### PAGE EXCERPT
--- START ---

In this work, we ran SURCOMED 10 times with 50 iterations of the algorithm and collected the top 5 combinations from each run, which resulted in the selected 50 combinations that we used for further analysis. Given that at each iteration of the algorithm 30 combinations were evaluated, a total of 15,000 combinations were assessed across runs and iterations.
It is worth mentioning that we decided to work with a population size of 30 combinations and 50 iterations after some preliminary tests. The optimization may be benefited from greater population sizes but with a computational time cost. We strongly suggest users planning to apply SURCOMED to a different data set to perform some preliminary runs with different population size and small number of iterations before the actual analysis in order to find a suitable configuration of the algorithm, which ultimately depends on the underlying structure of the population of patients.
Implementation of the SURCOMED algorithm
The algorithm is implemented as a web application written with the AngularJS and d3js frameworks for the front-end part and with PHP and R on the server side. It performs three types of analysis: first, the search for combinations of genes; second, the test of specific combinations; and third, results from these two previous analyses can be redirected to investigate deregulated mechanisms between pro- and anti-survival groups. Both intermediate and final results can be retrieved and downloaded or visualized online. The web-based display of the results enables the user to explore the survival curve of the top combinations, χ2, and P value of the log-rank test and the number of patients considered in each specific comparison, as well as to explore the underlying mechanisms that distinguish pro- and anti-survival groups.
The user can define the search space by providing a list of gene symbols or probes, or by selecting a genome-wide search. Once the analysis is complete, an email will be sent to the user with a link to the web-based display of the results, which can be visualized or downloaded.
The analysis can also be constrained by means of two entry-boxes where the user can introduce a list of ‘forced’ and ‘censored’ gene states that will be taken into account during the search; ‘forced’ refers to gene states that will always be included in any combination, whereas ‘censored’ refers to gene states that will be systematically avoided.
We also provide R scripts for the search, and mechanisms detection, which can be run locally from the command line without graphical interface (Supplementary Data File S2 and http://surcomed.sourceforge.net). In addition, a user’s guide is available as Supplementary Data File S3 and http://surcomed.sourceforge.net.

--- END ---

### TASK 1
Decide whether each statement agrees with the SURCOMED passage. Answer yes or no, and quote the words from the passage that decide it.
(a) Each iteration of the algorithm evaluated 30 combinations.
(b) The server side of the web application is written with AngularJS.
(c) 'Censored' gene states are always included in any combination.
### TASK 2
Translate this sentence from the SURCOMED passage into Spanish: "Once the analysis is complete, an email will be sent to the user with a link to the web-based display of the results, which can be visualized or downloaded."
### TASK 3
Continue the SURCOMED passage from its final sentence.
The records have no connection to the SURCOMED passage.

### DATA FOR ANALYSIS
--- START ---

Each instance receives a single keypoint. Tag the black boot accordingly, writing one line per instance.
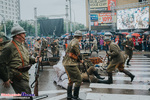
(69, 92)
(109, 81)
(129, 74)
(97, 75)
(76, 93)
(128, 62)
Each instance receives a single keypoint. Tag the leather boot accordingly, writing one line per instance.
(97, 75)
(128, 62)
(69, 92)
(76, 93)
(129, 74)
(109, 81)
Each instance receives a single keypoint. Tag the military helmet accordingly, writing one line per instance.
(2, 34)
(107, 38)
(78, 33)
(17, 30)
(128, 36)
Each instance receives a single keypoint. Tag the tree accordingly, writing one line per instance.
(9, 25)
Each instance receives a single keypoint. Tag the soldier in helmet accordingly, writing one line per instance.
(37, 46)
(117, 61)
(3, 41)
(71, 62)
(15, 56)
(129, 46)
(55, 48)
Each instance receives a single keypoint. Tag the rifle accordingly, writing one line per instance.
(37, 67)
(85, 69)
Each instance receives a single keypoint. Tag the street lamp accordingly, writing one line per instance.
(4, 22)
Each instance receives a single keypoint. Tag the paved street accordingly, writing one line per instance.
(121, 89)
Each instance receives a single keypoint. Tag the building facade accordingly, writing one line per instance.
(10, 10)
(108, 15)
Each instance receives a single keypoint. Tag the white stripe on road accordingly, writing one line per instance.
(140, 58)
(136, 73)
(142, 69)
(138, 79)
(102, 96)
(140, 65)
(61, 91)
(120, 86)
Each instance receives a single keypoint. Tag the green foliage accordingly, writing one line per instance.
(9, 25)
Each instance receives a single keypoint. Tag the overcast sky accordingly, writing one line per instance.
(52, 7)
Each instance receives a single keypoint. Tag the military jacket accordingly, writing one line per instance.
(115, 53)
(73, 47)
(128, 50)
(37, 46)
(10, 59)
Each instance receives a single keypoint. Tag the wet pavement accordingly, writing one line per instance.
(122, 89)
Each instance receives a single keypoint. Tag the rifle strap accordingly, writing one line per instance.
(18, 52)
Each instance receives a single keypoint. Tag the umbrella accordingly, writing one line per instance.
(88, 34)
(67, 34)
(100, 33)
(138, 31)
(125, 33)
(135, 34)
(147, 33)
(108, 34)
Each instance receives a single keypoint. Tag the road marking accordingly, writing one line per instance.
(102, 96)
(138, 79)
(142, 69)
(120, 86)
(137, 73)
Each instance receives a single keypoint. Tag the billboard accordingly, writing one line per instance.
(101, 19)
(102, 5)
(135, 18)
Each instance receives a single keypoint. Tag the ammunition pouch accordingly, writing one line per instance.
(24, 68)
(18, 76)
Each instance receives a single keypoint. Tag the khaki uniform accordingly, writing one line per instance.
(91, 75)
(94, 48)
(71, 65)
(117, 58)
(55, 49)
(37, 46)
(9, 61)
(128, 50)
(3, 42)
(44, 47)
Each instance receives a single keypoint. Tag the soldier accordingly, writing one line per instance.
(54, 48)
(3, 41)
(117, 61)
(14, 57)
(70, 62)
(37, 46)
(44, 48)
(93, 74)
(128, 47)
(94, 48)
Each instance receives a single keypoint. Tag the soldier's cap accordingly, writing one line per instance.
(17, 30)
(106, 39)
(38, 39)
(77, 33)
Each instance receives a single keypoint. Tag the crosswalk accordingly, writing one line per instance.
(123, 89)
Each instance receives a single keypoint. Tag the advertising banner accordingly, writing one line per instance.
(98, 4)
(135, 18)
(102, 5)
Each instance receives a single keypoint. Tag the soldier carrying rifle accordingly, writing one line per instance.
(70, 62)
(15, 62)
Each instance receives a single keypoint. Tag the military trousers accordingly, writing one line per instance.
(74, 75)
(91, 75)
(21, 86)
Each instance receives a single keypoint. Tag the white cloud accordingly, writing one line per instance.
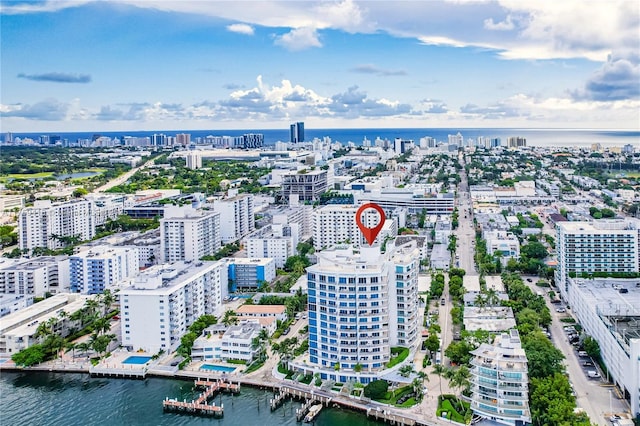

--- END ---

### EXPECTED ANSWER 1
(a) Yes: "at each iteration of the algorithm 30 combinations were evaluated"
(b) No: "with PHP and R on the server side"
(c) No: "‘censored’ refers to gene states that will be systematically avoided"

### EXPECTED ANSWER 2
Una vez completado el análisis, se enviará un correo electrónico al usuario con un enlace a la visualización web de los resultados, que pueden visualizarse o descargarse.

### EXPECTED ANSWER 3
Combined survival analysis
In survival analysis based on the expression of a single gene, the population of patients is divided into two groups based on a given threshold (for example, the median of the expression values), and the corresponding survival curves derived from these groups are compared. The combined survival analysis is performed by subsetting from the population of patients two groups for comparison: those patients who fulfill a given expression profile and those who fulfill the opposite profile. To this end, for each individual gene the algorithm splits the population of patients into two groups based on the median of the expression value of this gene in the entire population of patients. The first group corresponds to those patients with an expression value above the median (‘higher’); the second group corresponds to those patients below the median (‘lower’). Subsequently, the resulting groups of patients are intersected according to the gene states in the combination in order to obtain the final two groups for the survival comparison (Figure 9). It may happen that there are patients in the population that do not fulfill the combination profile or the opposite profile for all of the genes; consequently, they are not taken into account for the comparison.
All survival analyses were performed using the R package ‘Survival’ (http://cran.r-project.org/web/packages/survival/index.html). The statistical significance of these analyses was determined based on the log-rank test with a critical value calculated using a χ2 with a degree of freedom equal to 1. Only analyses with a P value<0.05 were considered as statistically significant and further evaluated using the RMST difference between pro- and anti-survival groups. In the case that the survival separation is not statistically significant, the score of the combination is equal to 0.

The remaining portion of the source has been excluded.